Records drawn from a dataset:
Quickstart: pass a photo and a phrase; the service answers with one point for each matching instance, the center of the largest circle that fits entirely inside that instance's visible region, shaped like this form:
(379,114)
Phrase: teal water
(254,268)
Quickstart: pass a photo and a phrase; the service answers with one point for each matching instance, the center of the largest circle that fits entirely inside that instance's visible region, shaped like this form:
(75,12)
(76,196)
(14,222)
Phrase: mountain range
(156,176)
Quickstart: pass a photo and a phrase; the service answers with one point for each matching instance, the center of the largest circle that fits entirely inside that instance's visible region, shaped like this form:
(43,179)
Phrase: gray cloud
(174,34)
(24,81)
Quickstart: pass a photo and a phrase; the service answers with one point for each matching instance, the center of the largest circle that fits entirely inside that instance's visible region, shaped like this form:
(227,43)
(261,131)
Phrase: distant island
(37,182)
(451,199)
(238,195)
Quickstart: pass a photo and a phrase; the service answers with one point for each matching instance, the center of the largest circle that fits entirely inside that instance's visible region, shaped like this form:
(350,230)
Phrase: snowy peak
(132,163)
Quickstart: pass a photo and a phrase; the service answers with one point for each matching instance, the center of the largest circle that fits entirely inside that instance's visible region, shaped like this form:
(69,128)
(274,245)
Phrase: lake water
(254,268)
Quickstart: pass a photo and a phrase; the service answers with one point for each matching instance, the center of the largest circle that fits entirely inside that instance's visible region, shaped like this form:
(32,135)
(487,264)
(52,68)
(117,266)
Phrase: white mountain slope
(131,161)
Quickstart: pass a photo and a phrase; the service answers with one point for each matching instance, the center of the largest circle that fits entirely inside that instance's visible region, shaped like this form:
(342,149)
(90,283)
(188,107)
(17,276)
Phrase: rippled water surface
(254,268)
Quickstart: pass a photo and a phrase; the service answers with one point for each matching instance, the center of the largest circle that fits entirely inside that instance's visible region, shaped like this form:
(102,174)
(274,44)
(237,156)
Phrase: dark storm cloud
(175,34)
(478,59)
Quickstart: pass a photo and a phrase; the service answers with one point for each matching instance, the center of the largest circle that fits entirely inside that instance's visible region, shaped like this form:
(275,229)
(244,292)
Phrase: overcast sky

● Exercise brief:
Going from the line that contains "Phrase: dark storm cloud" to the last line of the records, reproduce every line as written.

● Answer:
Phrase: dark storm cloud
(175,34)
(478,59)
Quickstart: pass a photo and a phrase; the service answers with one point for each matching instance, the center of the largest circle that fits entirely inside that instance's visible region, shaped like this form:
(275,229)
(244,292)
Phrase: overcast sky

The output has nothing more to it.